CONSIGNE ÉCRITE 1 –
Recopiez le passage du texte sur l'affichage « Ne prend pas de voyageur » compris entre "(N.B.) On retrouve" et "Matthieu 25, 8)", bornes incluses.
___ TEXTE PROPOSÉ ___
NE PREND
PAS DE VOYAGEUR_ … !
De
plus en plus, nous voyons affichée sur le sommet avant de nombreux autobus
rentrant au dépôt, l’indication « Ne prend pas de voyageur_».
Une
certaine logique pourrait excuser ce genre d’atteinte portée à l’orthographe
dans cette annonce, sans doute précieuse, du moins pour le chauffeur qui
termine alors son service ! En effet, le singulier pour le mot voyageur a semblé s’imposer à celui qui
en a conçu l’affichage puisqu’il n’y aurait pas un seul voyageur. Mais
c’était ignorer certains impératifs grammaticaux qui se sont imposés de longue
date, concernant la nature et la valeur de la très ancienne préposition de.
Souvent,
on nous expliquait le recours au pluriel en déclarant : « s’il y en
avait, il y en aurait plusieurs »… Soit, mais pour mieux saisir la règle
qui s’impose, une analyse plus rigoureuse doit être faite à la lumière, certes
un peu légère ici, de l’histoire de notre langue.
Cette
préposition de, en latin, était suivie de l’ablatif, c’est-à-dire,
d’une forme qui marquait une origine d’abord spatiale, avec souvent une idée de
séparation, d’éloignement, de privation,
de suppression, et même la cause,
celle-ci au sens aristotélicien d’origine,
en tant que source d’existence d’un objet ou d’un fait… (cf. l’explication de
l’existence d’une chose par les quatre causes , matérielle, formelle,
efficiente, finale)
(N.B.) On retrouve cette idée de séparation
où d’éloignement dans le verbe « décéder », s’en aller,
s’éloigner… qui ne saurait s’appliquer à des personnes mortes brutalement, tuées lors d’un accident, comme
l’emploient « pudiquement » sans doute, nos journalistes.
On
n’est donc pas surpris de trouver dans la traduction du Nouveau Testament de
saint Jérôme (IV-V° s.) l’utilisation de cette préposition de avec une valeur cette
fois plus partitive, dans le récit
des Vierges folles :
« Date nobis de
oleo vestro » = donnez-nous de
votre huile, (st. Matthieu 25, 8)
« de »
faisant apparaître implicitement l’origine de cette partie, « votre huile », avec une valeur à la
fois partitive et indéfinie.
___ LES DONNÉES ___
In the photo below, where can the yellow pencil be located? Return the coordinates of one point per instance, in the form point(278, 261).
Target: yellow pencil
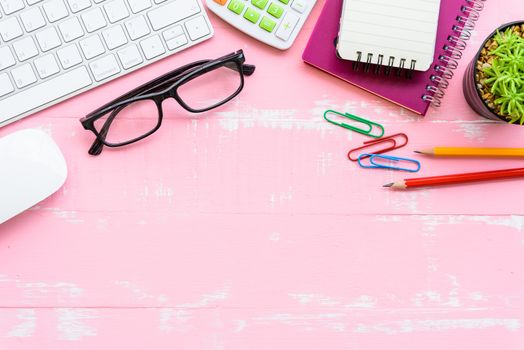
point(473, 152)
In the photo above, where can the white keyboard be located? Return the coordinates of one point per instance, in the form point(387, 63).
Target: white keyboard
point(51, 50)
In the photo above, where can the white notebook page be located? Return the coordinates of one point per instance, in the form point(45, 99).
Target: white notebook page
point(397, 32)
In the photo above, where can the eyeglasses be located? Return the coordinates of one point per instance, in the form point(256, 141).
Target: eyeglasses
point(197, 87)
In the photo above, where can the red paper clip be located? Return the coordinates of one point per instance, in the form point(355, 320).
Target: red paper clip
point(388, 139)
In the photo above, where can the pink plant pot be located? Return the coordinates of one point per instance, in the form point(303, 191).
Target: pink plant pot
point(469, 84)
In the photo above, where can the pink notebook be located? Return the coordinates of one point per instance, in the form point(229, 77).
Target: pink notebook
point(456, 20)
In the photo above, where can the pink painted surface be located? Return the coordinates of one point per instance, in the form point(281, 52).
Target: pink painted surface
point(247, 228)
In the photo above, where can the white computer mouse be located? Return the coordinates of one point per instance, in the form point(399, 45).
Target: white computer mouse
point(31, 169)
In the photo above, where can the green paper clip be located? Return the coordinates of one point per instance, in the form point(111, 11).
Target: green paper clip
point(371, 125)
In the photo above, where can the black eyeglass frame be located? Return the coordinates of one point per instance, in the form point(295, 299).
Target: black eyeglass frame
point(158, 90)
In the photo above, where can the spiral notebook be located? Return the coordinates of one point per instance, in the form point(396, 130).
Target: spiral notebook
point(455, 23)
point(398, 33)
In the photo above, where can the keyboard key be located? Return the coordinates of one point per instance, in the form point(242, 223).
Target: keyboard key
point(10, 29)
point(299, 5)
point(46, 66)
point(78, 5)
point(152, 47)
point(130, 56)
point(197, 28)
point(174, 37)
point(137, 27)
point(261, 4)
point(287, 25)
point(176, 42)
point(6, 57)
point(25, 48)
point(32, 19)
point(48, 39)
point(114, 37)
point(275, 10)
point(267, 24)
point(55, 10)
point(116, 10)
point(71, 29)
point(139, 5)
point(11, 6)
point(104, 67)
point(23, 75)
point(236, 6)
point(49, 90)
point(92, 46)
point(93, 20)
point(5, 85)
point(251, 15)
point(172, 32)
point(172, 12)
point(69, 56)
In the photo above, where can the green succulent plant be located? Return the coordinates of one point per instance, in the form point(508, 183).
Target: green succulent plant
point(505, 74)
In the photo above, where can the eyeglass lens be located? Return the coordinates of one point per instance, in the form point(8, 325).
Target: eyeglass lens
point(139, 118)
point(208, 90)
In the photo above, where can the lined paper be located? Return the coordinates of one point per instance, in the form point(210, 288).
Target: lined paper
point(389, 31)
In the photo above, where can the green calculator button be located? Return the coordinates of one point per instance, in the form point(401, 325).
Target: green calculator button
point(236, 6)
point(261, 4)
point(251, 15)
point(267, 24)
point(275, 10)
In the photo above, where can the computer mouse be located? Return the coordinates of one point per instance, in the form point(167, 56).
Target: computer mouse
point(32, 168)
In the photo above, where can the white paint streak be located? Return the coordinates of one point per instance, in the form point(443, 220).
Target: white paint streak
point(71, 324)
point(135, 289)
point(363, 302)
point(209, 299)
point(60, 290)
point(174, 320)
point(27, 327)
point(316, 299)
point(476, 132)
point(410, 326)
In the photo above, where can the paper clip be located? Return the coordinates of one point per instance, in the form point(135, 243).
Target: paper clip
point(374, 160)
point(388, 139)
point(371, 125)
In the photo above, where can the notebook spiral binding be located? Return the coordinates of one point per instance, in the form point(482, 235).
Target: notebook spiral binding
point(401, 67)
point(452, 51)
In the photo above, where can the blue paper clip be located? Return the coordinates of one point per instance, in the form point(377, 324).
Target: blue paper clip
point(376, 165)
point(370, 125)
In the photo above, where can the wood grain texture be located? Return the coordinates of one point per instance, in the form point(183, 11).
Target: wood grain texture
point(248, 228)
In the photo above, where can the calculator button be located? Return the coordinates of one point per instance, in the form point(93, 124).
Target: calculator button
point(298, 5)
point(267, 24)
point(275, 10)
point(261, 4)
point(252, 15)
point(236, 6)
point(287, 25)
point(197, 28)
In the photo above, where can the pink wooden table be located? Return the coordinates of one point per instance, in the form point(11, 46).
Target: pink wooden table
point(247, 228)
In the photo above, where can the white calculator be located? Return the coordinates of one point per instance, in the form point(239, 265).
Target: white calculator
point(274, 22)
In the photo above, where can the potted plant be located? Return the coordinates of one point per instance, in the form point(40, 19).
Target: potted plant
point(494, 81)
___
CONSIGNE ÉCRITE 2 –
Modifiez les lignes des enregistrements situées entre celle qui contient "In the photo above, where can the green calculator" et celle qui contient "point(274, 22)", toutes deux incluses, en remplaçant "paint streak" par "paint stripe" et en laissant tout le reste tel quel.

RÉPONSE 1 –
(N.B.) On retrouve cette idée de séparation
où d’éloignement dans le verbe « décéder », s’en aller,
s’éloigner… qui ne saurait s’appliquer à des personnes mortes brutalement, tuées lors d’un accident, comme
l’emploient « pudiquement » sans doute, nos journalistes.
On
n’est donc pas surpris de trouver dans la traduction du Nouveau Testament de
saint Jérôme (IV-V° s.) l’utilisation de cette préposition de avec une valeur cette
fois plus partitive, dans le récit
des Vierges folles :
« Date nobis de
oleo vestro » = donnez-nous de
votre huile, (st. Matthieu 25, 8)

RÉPONSE 2 –
In the photo above, where can the green calculator button be located? Return the coordinates of one point per instance, in the form point(401, 325).
Target: green calculator button
point(236, 6)
point(261, 4)
point(251, 15)
point(267, 24)
point(275, 10)
In the photo above, where can the computer mouse be located? Return the coordinates of one point per instance, in the form point(167, 56).
Target: computer mouse
point(32, 168)
In the photo above, where can the white paint stripe be located? Return the coordinates of one point per instance, in the form point(443, 220).
Target: white paint stripe
point(71, 324)
point(135, 289)
point(363, 302)
point(209, 299)
point(60, 290)
point(174, 320)
point(27, 327)
point(316, 299)
point(476, 132)
point(410, 326)
In the photo above, where can the paper clip be located? Return the coordinates of one point per instance, in the form point(135, 243).
Target: paper clip
point(374, 160)
point(388, 139)
point(371, 125)
In the photo above, where can the notebook spiral binding be located? Return the coordinates of one point per instance, in the form point(482, 235).
Target: notebook spiral binding
point(401, 67)
point(452, 51)
In the photo above, where can the blue paper clip be located? Return the coordinates of one point per instance, in the form point(377, 324).
Target: blue paper clip
point(376, 165)
point(370, 125)
In the photo above, where can the wood grain texture be located? Return the coordinates of one point per instance, in the form point(183, 11).
Target: wood grain texture
point(248, 228)
In the photo above, where can the calculator button be located? Return the coordinates of one point per instance, in the form point(93, 124).
Target: calculator button
point(298, 5)
point(267, 24)
point(275, 10)
point(261, 4)
point(252, 15)
point(236, 6)
point(287, 25)
point(197, 28)
In the photo above, where can the pink wooden table be located? Return the coordinates of one point per instance, in the form point(11, 46).
Target: pink wooden table
point(247, 228)
In the photo above, where can the white calculator be located? Return the coordinates of one point per instance, in the form point(239, 265).
Target: white calculator
point(274, 22)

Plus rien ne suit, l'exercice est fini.